Your answer must repeat the full listing, line for line.

Task data →
*** Begin section ***

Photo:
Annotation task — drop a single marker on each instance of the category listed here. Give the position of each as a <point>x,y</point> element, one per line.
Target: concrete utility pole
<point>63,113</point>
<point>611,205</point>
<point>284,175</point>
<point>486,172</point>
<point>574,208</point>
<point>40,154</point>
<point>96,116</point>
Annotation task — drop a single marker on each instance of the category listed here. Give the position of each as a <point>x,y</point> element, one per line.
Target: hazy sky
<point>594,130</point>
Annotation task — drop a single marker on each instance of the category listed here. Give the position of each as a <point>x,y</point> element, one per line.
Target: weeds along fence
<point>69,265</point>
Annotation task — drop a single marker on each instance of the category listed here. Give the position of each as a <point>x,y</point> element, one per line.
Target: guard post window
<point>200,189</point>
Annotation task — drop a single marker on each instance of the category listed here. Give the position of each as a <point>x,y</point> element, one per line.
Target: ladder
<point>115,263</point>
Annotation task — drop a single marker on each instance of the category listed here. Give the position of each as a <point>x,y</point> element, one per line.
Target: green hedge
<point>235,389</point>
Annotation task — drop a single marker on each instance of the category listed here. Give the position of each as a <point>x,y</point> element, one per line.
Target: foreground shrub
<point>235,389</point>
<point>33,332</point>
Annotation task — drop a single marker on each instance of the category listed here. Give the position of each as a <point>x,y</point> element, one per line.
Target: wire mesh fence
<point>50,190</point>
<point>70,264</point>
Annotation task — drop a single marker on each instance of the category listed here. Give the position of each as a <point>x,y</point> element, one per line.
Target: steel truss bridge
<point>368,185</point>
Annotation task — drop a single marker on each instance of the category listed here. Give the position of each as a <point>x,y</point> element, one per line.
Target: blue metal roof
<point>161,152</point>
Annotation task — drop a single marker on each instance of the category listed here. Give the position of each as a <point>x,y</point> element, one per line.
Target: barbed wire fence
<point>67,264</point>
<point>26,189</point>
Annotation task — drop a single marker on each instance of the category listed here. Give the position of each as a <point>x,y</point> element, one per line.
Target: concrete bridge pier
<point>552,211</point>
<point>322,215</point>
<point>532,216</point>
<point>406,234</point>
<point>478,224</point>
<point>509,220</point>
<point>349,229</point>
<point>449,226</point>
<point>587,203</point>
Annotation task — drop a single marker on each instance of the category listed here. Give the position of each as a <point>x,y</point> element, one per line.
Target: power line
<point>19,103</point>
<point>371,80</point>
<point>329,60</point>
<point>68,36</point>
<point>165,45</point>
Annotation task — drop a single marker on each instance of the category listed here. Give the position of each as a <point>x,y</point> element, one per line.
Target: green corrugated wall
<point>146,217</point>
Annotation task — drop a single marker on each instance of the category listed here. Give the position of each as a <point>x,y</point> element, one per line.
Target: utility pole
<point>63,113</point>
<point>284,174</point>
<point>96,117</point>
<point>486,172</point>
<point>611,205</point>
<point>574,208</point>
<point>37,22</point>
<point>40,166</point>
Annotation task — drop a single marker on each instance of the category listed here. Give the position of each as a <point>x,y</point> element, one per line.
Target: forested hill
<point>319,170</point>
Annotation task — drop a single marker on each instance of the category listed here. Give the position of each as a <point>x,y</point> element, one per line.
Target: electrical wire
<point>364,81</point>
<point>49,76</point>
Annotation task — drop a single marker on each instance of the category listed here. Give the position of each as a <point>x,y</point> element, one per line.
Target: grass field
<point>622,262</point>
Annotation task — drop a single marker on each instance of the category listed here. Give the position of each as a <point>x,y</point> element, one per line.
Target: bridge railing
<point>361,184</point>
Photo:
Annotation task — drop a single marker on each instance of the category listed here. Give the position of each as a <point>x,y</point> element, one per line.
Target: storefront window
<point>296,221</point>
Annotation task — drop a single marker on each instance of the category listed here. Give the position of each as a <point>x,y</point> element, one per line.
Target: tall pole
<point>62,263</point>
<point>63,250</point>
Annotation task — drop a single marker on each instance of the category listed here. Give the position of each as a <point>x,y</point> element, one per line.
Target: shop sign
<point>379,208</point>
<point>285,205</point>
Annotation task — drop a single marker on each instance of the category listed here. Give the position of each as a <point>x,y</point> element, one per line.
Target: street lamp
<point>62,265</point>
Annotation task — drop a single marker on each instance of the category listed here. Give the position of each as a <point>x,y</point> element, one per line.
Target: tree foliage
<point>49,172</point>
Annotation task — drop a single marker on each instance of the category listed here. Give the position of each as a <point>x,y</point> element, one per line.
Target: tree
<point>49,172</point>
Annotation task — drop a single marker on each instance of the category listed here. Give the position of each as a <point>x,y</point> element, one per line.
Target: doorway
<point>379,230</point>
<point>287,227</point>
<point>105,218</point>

*** End section ***

Response box →
Photo:
Annotation task — drop a single marker on each instance of the category listed here. Give the position of each as a <point>x,y</point> element, one per line.
Target: concrete utility pole
<point>63,113</point>
<point>611,205</point>
<point>284,175</point>
<point>486,172</point>
<point>574,208</point>
<point>40,154</point>
<point>96,116</point>
Annotation task — drop a single marker on each instance of the category listed here. Give the position of each as a <point>x,y</point> element, one per line.
Target: hazy sky
<point>594,130</point>
Annotation task — drop a single marker on each instance of the category listed here. Give the position of each as a <point>x,y</point> element, one per line.
Target: weeds along fence
<point>69,265</point>
Annotation task — drop a single marker on each instance of the category listed here. Give the position of each as a <point>x,y</point> element, one per line.
Target: guard post window
<point>200,189</point>
Annotation task — drop a single marker on each instance of the category listed here. Give the position of each as a <point>x,y</point> element, one per line.
Target: ladder
<point>115,263</point>
Annotation task — drop a single marker on each instance of the category listed here. Give the position of each as a <point>x,y</point> element, one per line.
Target: green hedge
<point>235,389</point>
Annotation task — drop a single marker on each instance of the category listed here. Give the position of each as a <point>x,y</point> element, one per line.
Target: foreground shrub
<point>235,389</point>
<point>33,332</point>
Annotation task — drop a single marker on each instance of the category listed here. Give the position of each as a <point>x,y</point> element, one per line.
Target: wire mesh fence
<point>50,190</point>
<point>70,264</point>
Annotation task — drop a single marker on each instance of the category listed here. Give the position of each as a <point>x,y</point> element, one per line.
Target: steel truss bridge
<point>368,185</point>
Annotation task — drop a single marker on each instance of the category listed here. Give the position of each as a <point>x,y</point> element, one per line.
Target: blue metal roof
<point>161,152</point>
Annotation task — drop a single marker on each instance of the category listed here. Give the position of each as a <point>x,y</point> element, one per line.
Target: barbed wire fence
<point>67,264</point>
<point>26,189</point>
Annotation task — drop a single marker on each instance of the category listed here. Give the position of each as a <point>x,y</point> element, one per line.
Target: concrete bridge pier
<point>552,211</point>
<point>322,215</point>
<point>532,216</point>
<point>406,234</point>
<point>478,224</point>
<point>509,220</point>
<point>349,229</point>
<point>449,226</point>
<point>587,203</point>
Annotation task — drop a single marker on each instance of the category listed here. Give the position of each as a <point>x,y</point> element, one per line.
Target: power line
<point>19,103</point>
<point>371,80</point>
<point>329,60</point>
<point>68,36</point>
<point>165,45</point>
Annotation task — drop a single marker on each instance of the category listed here. Give the position of each as a <point>x,y</point> element, one per line.
Target: green corrugated wall
<point>146,217</point>
Annotation task — drop a single marker on each instance of the category listed here. Give the position of each as a <point>x,y</point> element, one per line.
Target: utility pole
<point>63,113</point>
<point>284,174</point>
<point>96,117</point>
<point>486,172</point>
<point>611,205</point>
<point>574,208</point>
<point>37,22</point>
<point>40,166</point>
Annotation task — drop a single marker on each instance of the category listed here. Give the position of each as a <point>x,y</point> element, one per line.
Target: forested hill
<point>319,170</point>
Annotation task — drop a single marker on each instance of the category listed here. Give the position of each as a <point>x,y</point> element, one per line.
Target: electrical wire
<point>364,81</point>
<point>49,76</point>
Annotation task — drop a single marker on each instance of the category listed here. Give the position of each as a <point>x,y</point> element, one per line.
Target: grass field
<point>622,262</point>
Annotation task — drop a single marker on each instance of the category listed here. Give the position of each as a <point>x,y</point> element, one per line.
Target: bridge railing
<point>361,184</point>
Photo:
Annotation task — drop a single marker on each instance of the category listed here. Give the position of each as a <point>x,y</point> element, one per line.
Target: storefront window
<point>296,221</point>
Annotation task — drop a single marker on each instance of the category listed here. Give the position of each as a <point>x,y</point> element, one per line.
Target: tall pole
<point>62,263</point>
<point>63,250</point>
Annotation task — drop a single marker on each instance of the category listed here. Give the position of each as a <point>x,y</point> element, one per line.
Target: shop sign
<point>379,208</point>
<point>285,205</point>
Annotation task — drop a single marker on each instance of the category listed here. Give the position of each as a <point>x,y</point> element, one per line.
Target: street lamp
<point>62,265</point>
Annotation task — drop a single marker on each instance of the category listed here. Give the position of each as a <point>x,y</point> element, one per line.
Target: tree foliage
<point>49,172</point>
Annotation task — drop a single marker on each instance of the category listed here. Give the position of each as a <point>x,y</point> element, one per line.
Target: tree
<point>49,172</point>
Annotation task — drop a single marker on each instance of the category listed here. Give the position of each as a <point>x,y</point> element, one per line.
Target: doorway
<point>379,230</point>
<point>287,227</point>
<point>105,218</point>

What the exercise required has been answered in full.